** Begin PAGE TEXT **

The Storytelling Animal

By Jill Suttie | June 13, 2012 | 2 comments

A new book explores how stories make us human.

Have you ever been so absorbed in a novel that you just can’t put it down or watched a movie where you forgot you were in a theatre? Stories have the power to transport us to another world, often bringing up powerful emotions. Many of us spend a great deal of time engaged with stories. But, if you’re like me, you’ve probably never really stopped to wonder why.

Fortunately, we now have Jonathan Gottschall’s The Storytelling Animal: How Stories Make Us Human. Gottschall, a literary scholar who teaches at Washington and Jefferson College in Pennsylvania, shows how stories not only have the power to absorb our attention, they can make us more empathic, help us navigate our complex social world, and may even draw us together as a community—in other words, they may have an evolutionary purpose.

According to Gottschall, we spend an enormous amount of time engrossed in stories—whether we’re reading books, newspapers, or religious texts, watching movies or TV shows, or conversing with friends. And when we aren’t taking in others’ stories, we’re often spinning our own, spending about half of our waking hours engaged in daydreaming about the past or future. And, of course, we all dream at night, our brains continuing to fabricate stories while we’re asleep.

** End PAGE TEXT **
** Begin RECORD LIST **

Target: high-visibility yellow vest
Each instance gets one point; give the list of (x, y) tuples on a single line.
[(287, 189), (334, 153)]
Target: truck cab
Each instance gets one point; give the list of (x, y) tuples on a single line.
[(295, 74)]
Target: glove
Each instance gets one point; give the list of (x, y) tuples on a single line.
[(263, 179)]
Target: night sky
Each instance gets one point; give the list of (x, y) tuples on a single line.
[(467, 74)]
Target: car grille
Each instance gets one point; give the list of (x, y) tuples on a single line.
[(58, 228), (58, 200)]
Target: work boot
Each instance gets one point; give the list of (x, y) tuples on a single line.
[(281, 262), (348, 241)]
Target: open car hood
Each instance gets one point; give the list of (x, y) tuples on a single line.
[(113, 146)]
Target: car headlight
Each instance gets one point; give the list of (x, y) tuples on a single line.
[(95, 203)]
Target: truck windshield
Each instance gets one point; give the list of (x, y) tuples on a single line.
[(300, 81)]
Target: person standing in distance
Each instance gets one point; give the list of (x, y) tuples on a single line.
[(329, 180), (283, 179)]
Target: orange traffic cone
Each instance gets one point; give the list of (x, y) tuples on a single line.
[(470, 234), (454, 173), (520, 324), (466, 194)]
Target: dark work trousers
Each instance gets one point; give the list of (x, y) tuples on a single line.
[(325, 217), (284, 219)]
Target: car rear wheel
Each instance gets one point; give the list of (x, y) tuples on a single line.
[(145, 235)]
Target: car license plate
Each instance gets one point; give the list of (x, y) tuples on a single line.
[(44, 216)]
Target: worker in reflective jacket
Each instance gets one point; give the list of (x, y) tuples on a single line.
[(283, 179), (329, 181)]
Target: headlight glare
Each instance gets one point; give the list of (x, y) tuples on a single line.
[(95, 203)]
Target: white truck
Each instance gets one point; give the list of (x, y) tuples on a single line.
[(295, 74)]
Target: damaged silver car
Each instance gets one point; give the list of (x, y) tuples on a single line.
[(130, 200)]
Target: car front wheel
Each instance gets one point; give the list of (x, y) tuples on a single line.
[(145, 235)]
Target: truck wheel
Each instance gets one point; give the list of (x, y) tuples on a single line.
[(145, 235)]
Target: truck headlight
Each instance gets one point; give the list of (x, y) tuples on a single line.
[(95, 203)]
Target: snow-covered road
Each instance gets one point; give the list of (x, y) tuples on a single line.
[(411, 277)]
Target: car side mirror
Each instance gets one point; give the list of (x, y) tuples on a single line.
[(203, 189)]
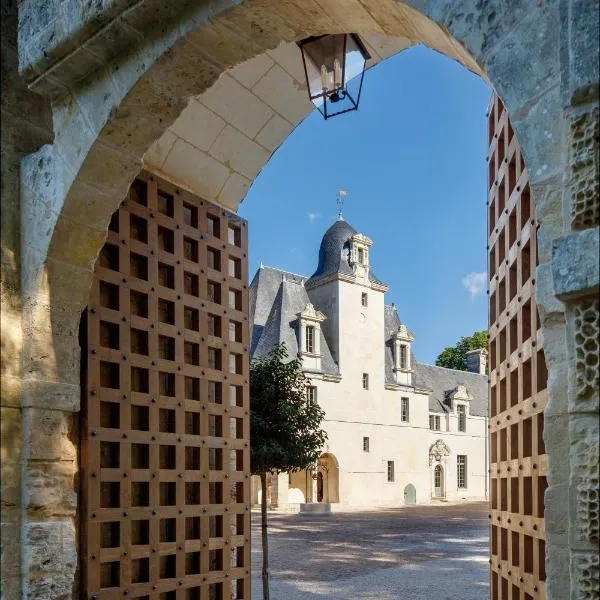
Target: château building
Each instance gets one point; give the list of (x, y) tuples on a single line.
[(399, 431)]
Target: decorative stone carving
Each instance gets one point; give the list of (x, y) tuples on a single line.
[(587, 347), (585, 149), (437, 451), (586, 569), (588, 505)]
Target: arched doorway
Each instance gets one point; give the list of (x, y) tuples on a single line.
[(327, 481), (410, 495), (122, 143), (438, 482)]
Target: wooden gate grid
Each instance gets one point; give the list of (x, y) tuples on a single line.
[(518, 375), (165, 426)]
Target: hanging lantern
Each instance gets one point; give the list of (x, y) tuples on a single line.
[(334, 66)]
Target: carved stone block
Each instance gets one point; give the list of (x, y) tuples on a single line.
[(584, 163), (587, 347)]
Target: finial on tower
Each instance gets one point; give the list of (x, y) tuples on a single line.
[(340, 202)]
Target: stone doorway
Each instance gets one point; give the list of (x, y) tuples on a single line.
[(111, 104), (438, 482)]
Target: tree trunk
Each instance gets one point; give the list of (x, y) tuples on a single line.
[(265, 542)]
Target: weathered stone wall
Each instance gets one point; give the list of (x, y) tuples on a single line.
[(119, 73), (26, 125)]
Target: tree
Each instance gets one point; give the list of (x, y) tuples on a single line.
[(285, 433), (454, 357)]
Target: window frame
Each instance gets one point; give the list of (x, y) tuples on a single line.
[(311, 394), (461, 411), (461, 471), (309, 339), (391, 475), (405, 409), (403, 356)]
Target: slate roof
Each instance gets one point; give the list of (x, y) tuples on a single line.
[(334, 253), (276, 297), (442, 382)]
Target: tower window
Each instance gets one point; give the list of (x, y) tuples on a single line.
[(405, 416), (390, 470), (461, 470), (310, 339), (461, 409), (403, 362)]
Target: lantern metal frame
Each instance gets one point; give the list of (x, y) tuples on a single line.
[(329, 97)]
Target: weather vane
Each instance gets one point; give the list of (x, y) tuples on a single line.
[(340, 202)]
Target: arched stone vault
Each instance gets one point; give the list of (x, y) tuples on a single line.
[(134, 83)]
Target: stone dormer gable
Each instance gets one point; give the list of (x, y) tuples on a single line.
[(310, 313), (459, 395), (403, 335)]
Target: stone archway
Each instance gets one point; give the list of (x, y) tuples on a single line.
[(328, 478), (410, 495), (115, 96)]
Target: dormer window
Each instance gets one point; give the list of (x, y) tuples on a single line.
[(461, 411), (310, 339), (403, 361)]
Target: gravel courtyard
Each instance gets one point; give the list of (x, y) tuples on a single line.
[(409, 553)]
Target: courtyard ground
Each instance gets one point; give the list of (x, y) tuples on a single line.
[(410, 553)]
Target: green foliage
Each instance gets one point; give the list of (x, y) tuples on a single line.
[(285, 431), (454, 357)]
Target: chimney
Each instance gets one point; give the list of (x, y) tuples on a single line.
[(476, 361)]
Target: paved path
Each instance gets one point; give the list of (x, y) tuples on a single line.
[(409, 553)]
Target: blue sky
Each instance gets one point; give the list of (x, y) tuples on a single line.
[(413, 161)]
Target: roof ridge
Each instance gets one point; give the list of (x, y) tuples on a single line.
[(448, 369), (282, 271)]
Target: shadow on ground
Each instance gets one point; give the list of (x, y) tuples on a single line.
[(399, 554)]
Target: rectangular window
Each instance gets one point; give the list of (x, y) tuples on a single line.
[(405, 410), (390, 470), (461, 409), (310, 339), (403, 364), (461, 471)]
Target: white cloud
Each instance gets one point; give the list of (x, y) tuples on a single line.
[(475, 283)]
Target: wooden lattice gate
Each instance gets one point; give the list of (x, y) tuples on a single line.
[(518, 375), (165, 428)]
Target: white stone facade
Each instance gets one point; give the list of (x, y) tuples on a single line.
[(392, 423)]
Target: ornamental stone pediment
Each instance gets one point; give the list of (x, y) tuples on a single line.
[(460, 393), (437, 451)]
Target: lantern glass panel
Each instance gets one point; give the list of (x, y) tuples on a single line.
[(324, 60), (334, 71)]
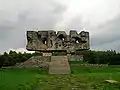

** End RECORD LIST **

GOAL 1: According to the review of The Storytelling Animal, where does Jonathan Gottschall teach?
GOAL 2: Carry on the review of The Storytelling Animal from the point where it stops.

RIGHT ANSWER 1: Washington and Jefferson College in Pennsylvania.

RIGHT ANSWER 2:
Even children as young as three years old will engage in make believe story play, creating characters and acting out plots that often involve overcoming difficult obstacles—proof that storytelling is deeply ingrained in our species.

Some evolutionists, according to Gottschall, think storytelling began as a kind of foreplay, because storytellers who displayed skill, intelligence, and creativity were desirable in a mate. Alternatively, storytelling may have started as a form of mental exercise, strengthening our cognitive capacities, which would be useful for our survival.

Other scientists believe that storytelling serves as a form of communication that provides a way to pass on complex information to others and make it memorable. It may also serve as a kind of social glue, providing origin myths and other identifying stories to help society members bond with and care for one another.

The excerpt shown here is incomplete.